## Problem details:
Print the line containing "Query: man's forearm" and every line after it exactly as written, through the end of the records.

Point-per-instance localization data
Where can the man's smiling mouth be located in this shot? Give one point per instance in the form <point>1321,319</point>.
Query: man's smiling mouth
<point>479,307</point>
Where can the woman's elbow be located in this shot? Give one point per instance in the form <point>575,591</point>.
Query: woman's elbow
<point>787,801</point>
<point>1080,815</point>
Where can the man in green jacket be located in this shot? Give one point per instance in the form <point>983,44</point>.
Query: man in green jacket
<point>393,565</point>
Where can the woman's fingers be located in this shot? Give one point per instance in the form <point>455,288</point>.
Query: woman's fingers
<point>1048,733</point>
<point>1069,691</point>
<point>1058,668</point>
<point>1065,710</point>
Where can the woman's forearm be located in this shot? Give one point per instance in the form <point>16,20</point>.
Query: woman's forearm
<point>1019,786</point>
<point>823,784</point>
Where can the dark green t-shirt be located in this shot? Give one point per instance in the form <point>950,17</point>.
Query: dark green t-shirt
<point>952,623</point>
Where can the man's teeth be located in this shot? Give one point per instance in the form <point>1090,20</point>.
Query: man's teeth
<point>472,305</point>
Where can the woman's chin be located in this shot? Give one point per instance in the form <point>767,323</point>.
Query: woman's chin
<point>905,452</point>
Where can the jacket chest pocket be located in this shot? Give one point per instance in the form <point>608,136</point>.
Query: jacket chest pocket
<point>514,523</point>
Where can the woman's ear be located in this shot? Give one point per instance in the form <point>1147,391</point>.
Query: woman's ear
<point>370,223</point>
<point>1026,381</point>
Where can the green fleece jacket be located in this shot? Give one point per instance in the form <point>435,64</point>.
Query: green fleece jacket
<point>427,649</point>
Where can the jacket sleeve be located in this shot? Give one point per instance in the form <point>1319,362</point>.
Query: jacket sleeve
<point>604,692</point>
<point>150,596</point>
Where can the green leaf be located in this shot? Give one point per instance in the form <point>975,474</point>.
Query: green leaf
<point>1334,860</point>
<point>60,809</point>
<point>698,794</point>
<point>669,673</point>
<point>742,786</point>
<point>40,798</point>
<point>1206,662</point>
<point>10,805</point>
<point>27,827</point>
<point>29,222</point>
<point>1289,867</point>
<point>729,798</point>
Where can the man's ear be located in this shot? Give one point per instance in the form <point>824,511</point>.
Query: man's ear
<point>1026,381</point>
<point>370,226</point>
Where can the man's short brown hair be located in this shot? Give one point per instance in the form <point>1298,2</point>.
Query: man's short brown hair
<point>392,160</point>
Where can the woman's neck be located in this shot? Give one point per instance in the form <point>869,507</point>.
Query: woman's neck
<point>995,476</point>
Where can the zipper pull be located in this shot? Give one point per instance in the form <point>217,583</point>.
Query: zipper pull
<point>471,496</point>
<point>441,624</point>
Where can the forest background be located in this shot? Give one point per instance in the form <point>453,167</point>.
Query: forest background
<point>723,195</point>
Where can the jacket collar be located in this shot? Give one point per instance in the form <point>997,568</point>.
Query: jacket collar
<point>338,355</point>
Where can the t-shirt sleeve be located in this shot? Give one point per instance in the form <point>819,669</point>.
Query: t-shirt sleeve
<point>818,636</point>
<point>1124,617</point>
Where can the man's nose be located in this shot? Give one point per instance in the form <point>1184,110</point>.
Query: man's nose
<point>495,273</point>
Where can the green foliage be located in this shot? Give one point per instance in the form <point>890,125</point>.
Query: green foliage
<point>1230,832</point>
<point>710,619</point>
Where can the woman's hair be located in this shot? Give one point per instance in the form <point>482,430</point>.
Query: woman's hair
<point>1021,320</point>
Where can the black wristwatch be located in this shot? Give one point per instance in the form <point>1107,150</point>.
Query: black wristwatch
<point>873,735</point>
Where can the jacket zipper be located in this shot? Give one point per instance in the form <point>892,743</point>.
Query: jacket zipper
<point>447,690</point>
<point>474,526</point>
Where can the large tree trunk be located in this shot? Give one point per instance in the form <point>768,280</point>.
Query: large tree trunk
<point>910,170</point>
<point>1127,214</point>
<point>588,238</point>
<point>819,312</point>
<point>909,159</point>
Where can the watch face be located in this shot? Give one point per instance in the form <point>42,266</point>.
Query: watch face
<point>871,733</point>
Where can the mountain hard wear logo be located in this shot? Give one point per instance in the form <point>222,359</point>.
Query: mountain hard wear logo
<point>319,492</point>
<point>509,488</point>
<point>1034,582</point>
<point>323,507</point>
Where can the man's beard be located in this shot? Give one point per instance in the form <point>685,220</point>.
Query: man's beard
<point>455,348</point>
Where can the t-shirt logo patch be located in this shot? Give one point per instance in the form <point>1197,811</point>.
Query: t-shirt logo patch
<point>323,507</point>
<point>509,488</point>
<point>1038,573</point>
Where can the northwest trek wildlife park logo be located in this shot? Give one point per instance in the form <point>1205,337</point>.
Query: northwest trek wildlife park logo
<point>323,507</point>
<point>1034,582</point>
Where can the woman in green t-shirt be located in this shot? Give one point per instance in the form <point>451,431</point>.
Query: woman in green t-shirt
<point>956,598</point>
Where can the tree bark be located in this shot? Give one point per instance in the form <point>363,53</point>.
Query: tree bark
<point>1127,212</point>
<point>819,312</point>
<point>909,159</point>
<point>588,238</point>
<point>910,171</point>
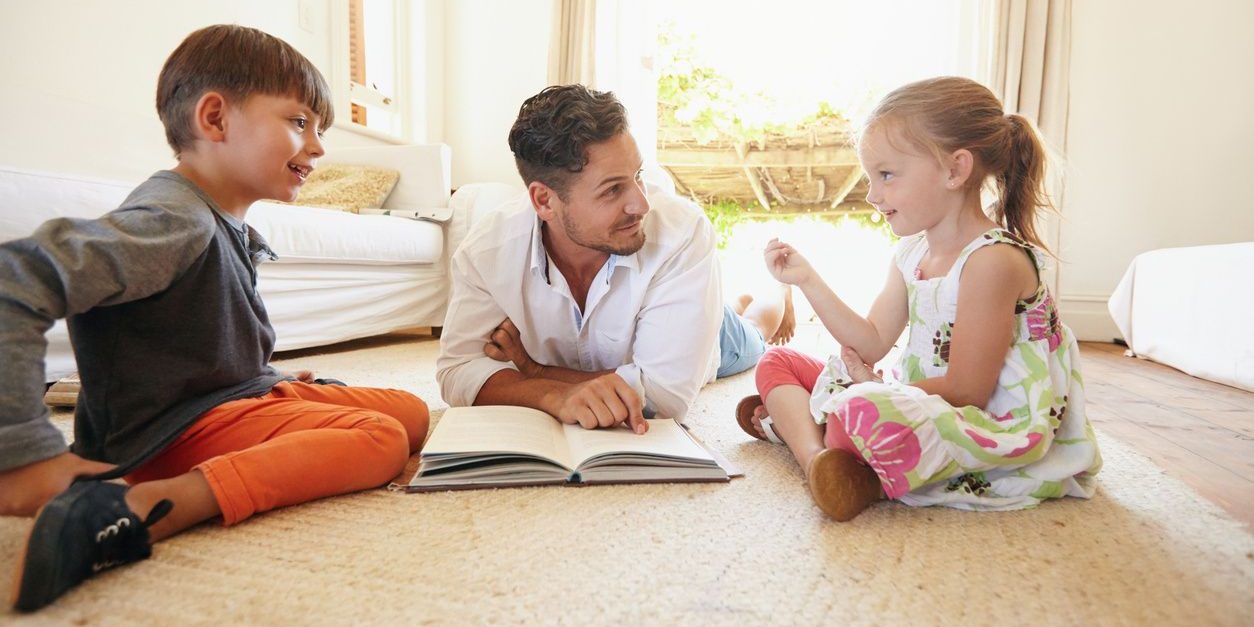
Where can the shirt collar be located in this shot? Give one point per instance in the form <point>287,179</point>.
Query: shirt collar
<point>539,256</point>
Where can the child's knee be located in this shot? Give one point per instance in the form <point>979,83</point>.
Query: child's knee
<point>776,368</point>
<point>415,416</point>
<point>390,440</point>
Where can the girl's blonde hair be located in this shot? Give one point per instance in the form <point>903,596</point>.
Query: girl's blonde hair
<point>951,113</point>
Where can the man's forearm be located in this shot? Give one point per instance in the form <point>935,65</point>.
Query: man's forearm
<point>513,388</point>
<point>566,375</point>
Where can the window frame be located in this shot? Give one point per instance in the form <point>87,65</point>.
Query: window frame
<point>345,90</point>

## Task output:
Query: man's forearm
<point>513,388</point>
<point>566,375</point>
Where can the window frame be located in this shot? Give one point per instance in the form <point>87,65</point>.
Query: window frame
<point>345,90</point>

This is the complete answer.